--- start of Material ---

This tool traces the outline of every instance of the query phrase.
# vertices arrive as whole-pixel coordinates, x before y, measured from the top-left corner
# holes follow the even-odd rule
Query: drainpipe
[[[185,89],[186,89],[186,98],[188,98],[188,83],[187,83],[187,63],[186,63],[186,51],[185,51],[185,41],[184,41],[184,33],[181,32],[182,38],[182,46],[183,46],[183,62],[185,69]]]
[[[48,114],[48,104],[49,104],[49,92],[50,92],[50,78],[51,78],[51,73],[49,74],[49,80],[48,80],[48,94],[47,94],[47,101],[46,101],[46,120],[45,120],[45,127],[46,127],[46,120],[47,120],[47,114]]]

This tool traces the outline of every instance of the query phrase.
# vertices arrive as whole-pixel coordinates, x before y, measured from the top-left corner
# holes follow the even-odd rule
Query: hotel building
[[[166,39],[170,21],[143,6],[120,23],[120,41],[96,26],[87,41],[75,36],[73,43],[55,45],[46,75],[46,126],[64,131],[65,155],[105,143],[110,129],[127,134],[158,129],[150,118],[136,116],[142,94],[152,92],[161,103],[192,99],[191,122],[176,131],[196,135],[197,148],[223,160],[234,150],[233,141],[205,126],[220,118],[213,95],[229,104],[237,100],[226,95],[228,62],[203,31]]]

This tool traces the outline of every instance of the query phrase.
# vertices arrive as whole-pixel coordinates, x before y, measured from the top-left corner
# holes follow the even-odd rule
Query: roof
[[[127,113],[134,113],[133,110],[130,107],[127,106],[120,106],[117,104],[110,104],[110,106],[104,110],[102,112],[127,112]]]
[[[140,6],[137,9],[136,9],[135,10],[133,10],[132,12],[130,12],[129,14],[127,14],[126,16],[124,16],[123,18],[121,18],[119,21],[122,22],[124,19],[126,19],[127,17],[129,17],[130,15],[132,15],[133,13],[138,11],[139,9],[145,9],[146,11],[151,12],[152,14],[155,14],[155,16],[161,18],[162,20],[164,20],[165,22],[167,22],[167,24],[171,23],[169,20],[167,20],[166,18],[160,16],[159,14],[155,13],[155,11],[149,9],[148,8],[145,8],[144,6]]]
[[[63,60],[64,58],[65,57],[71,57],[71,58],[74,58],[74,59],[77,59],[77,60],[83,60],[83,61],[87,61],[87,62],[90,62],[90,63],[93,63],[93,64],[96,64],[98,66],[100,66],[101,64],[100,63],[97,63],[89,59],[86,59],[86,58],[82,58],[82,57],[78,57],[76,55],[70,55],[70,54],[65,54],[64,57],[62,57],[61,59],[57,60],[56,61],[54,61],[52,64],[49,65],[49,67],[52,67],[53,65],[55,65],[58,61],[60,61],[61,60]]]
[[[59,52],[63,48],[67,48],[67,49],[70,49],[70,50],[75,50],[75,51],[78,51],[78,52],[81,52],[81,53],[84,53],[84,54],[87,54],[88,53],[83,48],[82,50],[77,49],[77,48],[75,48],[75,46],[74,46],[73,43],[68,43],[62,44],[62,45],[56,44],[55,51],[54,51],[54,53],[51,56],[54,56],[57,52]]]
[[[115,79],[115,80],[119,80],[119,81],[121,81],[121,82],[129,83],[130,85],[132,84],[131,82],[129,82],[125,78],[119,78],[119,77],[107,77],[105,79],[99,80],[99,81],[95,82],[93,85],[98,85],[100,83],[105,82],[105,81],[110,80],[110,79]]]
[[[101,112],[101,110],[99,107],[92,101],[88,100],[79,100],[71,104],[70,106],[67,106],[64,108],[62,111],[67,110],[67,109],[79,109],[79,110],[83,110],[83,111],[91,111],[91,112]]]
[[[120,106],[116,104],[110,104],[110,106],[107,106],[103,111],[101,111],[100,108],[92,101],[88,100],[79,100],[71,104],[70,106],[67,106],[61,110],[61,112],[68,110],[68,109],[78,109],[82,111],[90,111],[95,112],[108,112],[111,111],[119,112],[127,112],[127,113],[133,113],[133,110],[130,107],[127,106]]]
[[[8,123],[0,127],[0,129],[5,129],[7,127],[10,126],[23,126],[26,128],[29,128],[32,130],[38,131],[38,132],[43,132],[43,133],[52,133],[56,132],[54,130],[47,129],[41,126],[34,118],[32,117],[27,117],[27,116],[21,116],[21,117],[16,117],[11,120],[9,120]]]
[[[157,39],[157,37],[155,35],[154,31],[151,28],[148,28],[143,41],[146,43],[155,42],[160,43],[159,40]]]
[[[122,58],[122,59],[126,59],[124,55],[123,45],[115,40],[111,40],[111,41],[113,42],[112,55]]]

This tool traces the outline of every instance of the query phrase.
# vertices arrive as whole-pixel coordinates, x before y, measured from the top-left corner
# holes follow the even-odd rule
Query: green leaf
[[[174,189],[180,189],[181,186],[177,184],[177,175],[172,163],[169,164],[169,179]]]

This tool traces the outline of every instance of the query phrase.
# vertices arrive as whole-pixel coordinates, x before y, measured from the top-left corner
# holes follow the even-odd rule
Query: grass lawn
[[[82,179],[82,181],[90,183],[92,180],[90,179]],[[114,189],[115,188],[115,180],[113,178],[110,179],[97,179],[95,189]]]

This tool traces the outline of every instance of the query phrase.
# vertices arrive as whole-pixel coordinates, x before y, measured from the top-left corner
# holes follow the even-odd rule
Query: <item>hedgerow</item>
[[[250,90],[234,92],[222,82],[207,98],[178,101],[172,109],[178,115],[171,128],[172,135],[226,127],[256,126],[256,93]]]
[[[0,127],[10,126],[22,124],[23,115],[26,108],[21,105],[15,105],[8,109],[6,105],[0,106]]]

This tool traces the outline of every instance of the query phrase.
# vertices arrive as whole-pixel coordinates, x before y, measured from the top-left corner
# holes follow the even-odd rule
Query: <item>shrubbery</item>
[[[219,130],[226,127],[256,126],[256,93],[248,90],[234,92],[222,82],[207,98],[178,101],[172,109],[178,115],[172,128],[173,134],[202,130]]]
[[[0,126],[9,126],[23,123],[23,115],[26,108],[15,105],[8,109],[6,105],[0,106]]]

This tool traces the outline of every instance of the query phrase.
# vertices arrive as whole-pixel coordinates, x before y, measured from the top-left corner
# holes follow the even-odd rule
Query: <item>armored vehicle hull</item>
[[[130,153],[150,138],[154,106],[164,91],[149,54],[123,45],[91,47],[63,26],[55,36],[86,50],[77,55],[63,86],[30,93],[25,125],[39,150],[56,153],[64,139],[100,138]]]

--- end of Material ---

Aim:
Print all of the rows above again, character for character and in their original order.

Task response:
This tool traces the outline of every instance of the query phrase.
# vertices arrive as whole-pixel coordinates, x before y, measured from the top-left corner
# holes follow the even-odd rule
Query: drainpipe
[[[185,89],[186,89],[186,98],[188,98],[188,83],[187,83],[187,63],[186,63],[186,51],[185,51],[185,41],[184,41],[184,33],[181,32],[182,38],[182,46],[183,46],[183,62],[185,69]]]
[[[48,114],[48,104],[49,104],[49,92],[50,92],[50,78],[51,78],[51,73],[49,74],[49,80],[48,80],[48,94],[47,94],[47,101],[46,101],[46,120],[45,120],[45,127],[46,127],[46,120],[47,120],[47,114]]]

This tool traces the outline of every instance of the query phrase.
# vertices arrive as whole-pixel coordinates, x before y, measured from the top-left corner
# holes follow the even-odd rule
Query: hotel building
[[[166,39],[170,21],[143,6],[120,23],[120,41],[96,26],[87,41],[75,36],[73,43],[55,45],[46,75],[46,126],[64,131],[65,155],[105,143],[110,129],[127,134],[158,129],[150,118],[136,116],[142,94],[152,92],[161,103],[192,99],[191,122],[176,131],[196,135],[197,148],[223,160],[234,150],[233,141],[205,126],[220,118],[213,95],[229,104],[237,100],[226,95],[228,62],[203,31]]]

This tool traces the outline of every instance of the query phrase.
# vertices arrive as whole-pixel coordinates, x before y, measured from the top-left corner
# holes follow the even-odd rule
Query: roof
[[[127,113],[134,113],[133,110],[130,107],[127,106],[120,106],[117,104],[110,104],[110,106],[104,110],[102,112],[127,112]]]
[[[140,6],[137,9],[136,9],[135,10],[133,10],[132,12],[130,12],[129,14],[127,14],[126,16],[124,16],[123,18],[121,18],[119,21],[122,22],[124,19],[126,19],[127,17],[129,17],[130,15],[132,15],[133,13],[138,11],[139,9],[145,9],[146,11],[151,12],[152,14],[155,14],[155,16],[161,18],[162,20],[164,20],[165,22],[167,22],[167,24],[171,23],[169,20],[167,20],[166,18],[160,16],[159,14],[155,13],[155,11],[149,9],[148,8],[145,8],[144,6]]]
[[[63,60],[64,58],[65,57],[71,57],[71,58],[74,58],[74,59],[77,59],[77,60],[83,60],[83,61],[87,61],[87,62],[90,62],[90,63],[93,63],[93,64],[96,64],[98,66],[100,66],[101,64],[100,63],[97,63],[89,59],[86,59],[86,58],[82,58],[82,57],[78,57],[76,55],[70,55],[70,54],[65,54],[64,57],[62,57],[61,59],[57,60],[56,61],[54,61],[52,64],[49,65],[49,67],[52,67],[53,65],[55,65],[58,61],[60,61],[61,60]]]
[[[59,52],[63,48],[67,48],[67,49],[70,49],[70,50],[75,50],[75,51],[78,51],[78,52],[81,52],[81,53],[84,53],[84,54],[87,54],[88,53],[83,48],[82,50],[77,49],[77,48],[75,48],[75,46],[74,46],[73,43],[68,43],[62,44],[62,45],[56,44],[55,51],[54,51],[54,53],[51,56],[54,56],[57,52]]]
[[[115,79],[115,80],[119,80],[119,81],[121,81],[121,82],[129,83],[130,85],[132,84],[131,82],[129,82],[125,78],[119,78],[119,77],[107,77],[105,79],[99,80],[99,81],[95,82],[93,85],[98,85],[100,83],[105,82],[105,81],[110,80],[110,79]]]
[[[101,112],[101,110],[99,107],[92,101],[88,100],[79,100],[71,104],[70,106],[67,106],[64,108],[62,111],[67,110],[67,109],[79,109],[79,110],[83,110],[83,111],[91,111],[91,112]]]
[[[120,106],[116,104],[110,104],[110,106],[107,106],[103,111],[101,111],[100,108],[92,101],[88,100],[79,100],[71,104],[70,106],[67,106],[61,110],[61,112],[68,110],[68,109],[78,109],[82,111],[90,111],[95,112],[108,112],[111,111],[119,112],[127,112],[127,113],[133,113],[133,110],[130,107],[127,106]]]
[[[8,123],[0,127],[0,129],[5,129],[7,127],[10,126],[23,126],[26,128],[29,128],[32,130],[38,131],[38,132],[43,132],[43,133],[52,133],[56,132],[54,130],[47,129],[41,126],[34,118],[32,117],[27,117],[27,116],[21,116],[21,117],[16,117],[11,120],[9,120]]]
[[[157,39],[157,37],[155,35],[154,31],[151,28],[148,28],[143,41],[146,43],[155,42],[160,43],[159,40]]]
[[[122,58],[122,59],[126,59],[124,55],[123,45],[115,40],[111,40],[111,41],[113,42],[112,55]]]

This tool traces the outline of every instance of the query phrase.
# vertices arrive as whole-pixel coordinates, x before y, measured from the top-left corner
# holes follow the even-odd rule
Query: green leaf
[[[174,189],[180,189],[181,186],[177,184],[177,175],[172,163],[169,164],[169,179]]]

This tool traces the outline of every instance of the query phrase.
# vertices arrive as whole-pixel coordinates, x before y, measured from the top-left corner
# holes follow the even-odd rule
Query: grass lawn
[[[82,179],[82,181],[90,183],[92,180],[90,179]],[[114,189],[115,188],[115,180],[113,178],[110,179],[97,179],[95,189]]]

This tool traces the outline of every instance of the query phrase.
# vertices arrive as whole-pixel coordinates, x before y, measured from the top-left corner
# holes follow the even-odd rule
Query: <item>hedgerow</item>
[[[250,90],[234,92],[222,82],[207,98],[178,101],[172,109],[178,115],[171,128],[172,135],[226,127],[256,126],[256,93]]]
[[[0,127],[10,126],[22,124],[23,115],[26,108],[21,105],[15,105],[8,109],[6,105],[0,106]]]

This tool traces the outline of every instance of the query phrase.
# vertices arrive as whole-pixel coordinates, x before y, measured from the top-left corner
# holes follow the even-odd rule
Query: <item>shrubbery</item>
[[[219,130],[226,127],[256,126],[256,93],[248,90],[234,92],[222,82],[207,98],[178,101],[172,109],[178,115],[172,128],[173,134],[202,130]]]
[[[0,126],[9,126],[23,123],[23,115],[26,108],[15,105],[8,109],[6,105],[0,106]]]

This tool traces the outline of every instance of the query phrase.
# vertices arrive as whole-pixel coordinates, x before y, measured from the top-left corner
# holes follow the even-odd rule
Query: <item>armored vehicle hull</item>
[[[130,153],[150,138],[154,106],[164,91],[149,54],[123,45],[91,47],[63,26],[55,36],[86,50],[77,55],[63,86],[30,93],[25,125],[39,150],[56,153],[64,139],[100,138]]]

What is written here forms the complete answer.